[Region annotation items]
>> START

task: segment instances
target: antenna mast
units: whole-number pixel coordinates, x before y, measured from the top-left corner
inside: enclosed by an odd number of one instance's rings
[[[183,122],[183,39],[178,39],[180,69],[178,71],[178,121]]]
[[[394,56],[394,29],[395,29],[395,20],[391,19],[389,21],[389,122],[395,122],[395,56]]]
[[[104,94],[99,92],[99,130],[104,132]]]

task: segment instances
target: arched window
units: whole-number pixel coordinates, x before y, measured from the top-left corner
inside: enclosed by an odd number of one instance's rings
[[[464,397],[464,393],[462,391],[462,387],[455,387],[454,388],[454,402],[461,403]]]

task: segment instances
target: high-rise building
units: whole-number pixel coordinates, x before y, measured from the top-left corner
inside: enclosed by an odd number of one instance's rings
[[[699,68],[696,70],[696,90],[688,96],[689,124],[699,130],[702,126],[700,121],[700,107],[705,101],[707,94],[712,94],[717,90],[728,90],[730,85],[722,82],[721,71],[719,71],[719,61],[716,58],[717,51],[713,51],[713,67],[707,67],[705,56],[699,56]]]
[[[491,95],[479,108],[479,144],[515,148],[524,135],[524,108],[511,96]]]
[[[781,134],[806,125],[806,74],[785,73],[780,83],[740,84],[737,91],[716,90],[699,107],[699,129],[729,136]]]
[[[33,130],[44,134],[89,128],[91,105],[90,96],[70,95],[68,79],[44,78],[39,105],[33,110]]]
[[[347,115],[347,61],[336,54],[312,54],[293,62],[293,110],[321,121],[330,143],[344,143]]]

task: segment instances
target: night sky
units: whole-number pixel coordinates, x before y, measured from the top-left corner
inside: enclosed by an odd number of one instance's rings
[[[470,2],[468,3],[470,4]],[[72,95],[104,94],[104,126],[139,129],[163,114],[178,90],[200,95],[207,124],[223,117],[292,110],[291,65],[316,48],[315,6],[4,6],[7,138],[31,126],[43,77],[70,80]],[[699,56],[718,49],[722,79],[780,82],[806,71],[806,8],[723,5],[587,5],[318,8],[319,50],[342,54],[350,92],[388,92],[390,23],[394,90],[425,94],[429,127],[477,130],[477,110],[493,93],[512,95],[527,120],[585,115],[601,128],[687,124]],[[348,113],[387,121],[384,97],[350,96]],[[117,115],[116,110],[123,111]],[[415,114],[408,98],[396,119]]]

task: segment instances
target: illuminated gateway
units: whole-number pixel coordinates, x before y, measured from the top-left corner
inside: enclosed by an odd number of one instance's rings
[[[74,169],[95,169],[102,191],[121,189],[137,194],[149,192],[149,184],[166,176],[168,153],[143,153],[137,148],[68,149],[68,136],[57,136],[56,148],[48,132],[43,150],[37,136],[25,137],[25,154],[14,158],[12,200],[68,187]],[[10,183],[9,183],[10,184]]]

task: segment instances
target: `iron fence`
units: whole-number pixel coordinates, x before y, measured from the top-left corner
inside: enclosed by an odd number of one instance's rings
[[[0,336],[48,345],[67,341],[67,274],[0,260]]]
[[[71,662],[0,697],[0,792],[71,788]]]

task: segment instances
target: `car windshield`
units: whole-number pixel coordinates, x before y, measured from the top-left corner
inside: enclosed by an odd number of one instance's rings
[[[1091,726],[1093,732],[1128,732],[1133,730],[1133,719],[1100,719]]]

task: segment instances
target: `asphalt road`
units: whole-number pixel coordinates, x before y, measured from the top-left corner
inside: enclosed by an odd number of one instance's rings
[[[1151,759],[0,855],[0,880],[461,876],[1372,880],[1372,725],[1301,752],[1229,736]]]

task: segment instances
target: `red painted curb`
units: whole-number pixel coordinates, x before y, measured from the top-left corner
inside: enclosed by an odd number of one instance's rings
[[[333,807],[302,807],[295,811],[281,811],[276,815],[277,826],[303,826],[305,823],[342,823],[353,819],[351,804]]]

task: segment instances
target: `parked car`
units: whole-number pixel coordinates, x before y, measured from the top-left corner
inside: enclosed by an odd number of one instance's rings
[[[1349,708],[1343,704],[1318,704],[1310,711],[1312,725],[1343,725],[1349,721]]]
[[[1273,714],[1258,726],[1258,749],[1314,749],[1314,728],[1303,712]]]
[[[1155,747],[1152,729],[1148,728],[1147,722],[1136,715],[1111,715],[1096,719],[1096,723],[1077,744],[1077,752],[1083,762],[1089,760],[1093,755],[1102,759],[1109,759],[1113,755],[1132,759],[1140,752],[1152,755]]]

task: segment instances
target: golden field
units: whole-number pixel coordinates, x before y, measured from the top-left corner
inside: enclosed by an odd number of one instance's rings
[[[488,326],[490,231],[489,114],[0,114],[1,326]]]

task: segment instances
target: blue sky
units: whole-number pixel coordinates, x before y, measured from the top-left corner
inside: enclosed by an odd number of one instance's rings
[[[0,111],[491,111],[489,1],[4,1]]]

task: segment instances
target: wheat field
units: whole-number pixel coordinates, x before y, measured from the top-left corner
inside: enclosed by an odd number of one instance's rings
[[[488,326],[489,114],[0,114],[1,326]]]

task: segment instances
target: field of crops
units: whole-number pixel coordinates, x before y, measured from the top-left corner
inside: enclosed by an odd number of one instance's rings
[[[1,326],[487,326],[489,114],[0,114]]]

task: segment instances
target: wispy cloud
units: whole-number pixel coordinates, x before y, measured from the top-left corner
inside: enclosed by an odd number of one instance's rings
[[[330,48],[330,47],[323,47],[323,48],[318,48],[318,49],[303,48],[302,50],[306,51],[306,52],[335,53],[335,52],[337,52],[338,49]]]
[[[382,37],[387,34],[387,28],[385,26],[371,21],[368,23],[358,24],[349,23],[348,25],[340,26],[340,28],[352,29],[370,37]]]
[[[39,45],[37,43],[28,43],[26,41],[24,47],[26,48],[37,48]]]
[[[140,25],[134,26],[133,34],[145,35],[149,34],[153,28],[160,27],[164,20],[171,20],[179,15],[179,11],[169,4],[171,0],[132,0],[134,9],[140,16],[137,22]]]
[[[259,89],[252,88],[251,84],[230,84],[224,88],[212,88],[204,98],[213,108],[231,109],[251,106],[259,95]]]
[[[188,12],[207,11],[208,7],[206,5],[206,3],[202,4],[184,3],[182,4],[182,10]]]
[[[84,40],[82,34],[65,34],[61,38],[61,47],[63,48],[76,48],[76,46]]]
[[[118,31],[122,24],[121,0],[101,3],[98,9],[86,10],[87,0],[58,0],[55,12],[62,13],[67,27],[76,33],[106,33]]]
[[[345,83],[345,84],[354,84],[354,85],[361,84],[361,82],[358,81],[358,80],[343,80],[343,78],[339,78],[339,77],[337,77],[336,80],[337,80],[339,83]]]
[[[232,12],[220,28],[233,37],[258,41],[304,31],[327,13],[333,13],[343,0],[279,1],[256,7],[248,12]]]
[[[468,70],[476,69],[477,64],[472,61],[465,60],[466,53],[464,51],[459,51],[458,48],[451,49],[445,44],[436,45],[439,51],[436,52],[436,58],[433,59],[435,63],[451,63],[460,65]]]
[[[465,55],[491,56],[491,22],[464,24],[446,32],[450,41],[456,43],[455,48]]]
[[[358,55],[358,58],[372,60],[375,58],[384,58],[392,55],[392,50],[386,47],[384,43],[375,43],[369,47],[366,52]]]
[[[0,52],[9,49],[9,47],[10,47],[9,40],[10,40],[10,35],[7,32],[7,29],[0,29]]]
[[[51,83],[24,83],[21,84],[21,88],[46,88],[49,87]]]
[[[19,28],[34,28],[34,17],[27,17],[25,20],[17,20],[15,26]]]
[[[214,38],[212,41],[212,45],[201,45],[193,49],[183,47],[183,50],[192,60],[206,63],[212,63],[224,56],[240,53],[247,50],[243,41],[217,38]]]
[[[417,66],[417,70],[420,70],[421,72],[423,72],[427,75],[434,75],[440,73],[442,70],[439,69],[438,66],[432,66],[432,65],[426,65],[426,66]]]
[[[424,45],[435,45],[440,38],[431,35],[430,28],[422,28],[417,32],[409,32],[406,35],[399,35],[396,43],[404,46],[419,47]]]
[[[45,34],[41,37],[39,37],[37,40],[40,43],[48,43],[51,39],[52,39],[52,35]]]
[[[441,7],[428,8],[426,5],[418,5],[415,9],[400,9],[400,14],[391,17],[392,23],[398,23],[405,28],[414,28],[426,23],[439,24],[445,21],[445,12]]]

>> END

▸ **Exercise**
Reproduce verbatim the stretch of the data above from its first line through the line containing "[[[183,122],[183,39],[178,39],[180,69],[178,71],[178,121]]]", including both ends.

▸ **Final answer**
task: segment instances
target: antenna mast
units: whole-number pixel coordinates, x before y, measured from the top-left corner
inside: enclosed by an odd number of one instance's rings
[[[183,122],[183,39],[178,39],[180,69],[178,71],[178,121]]]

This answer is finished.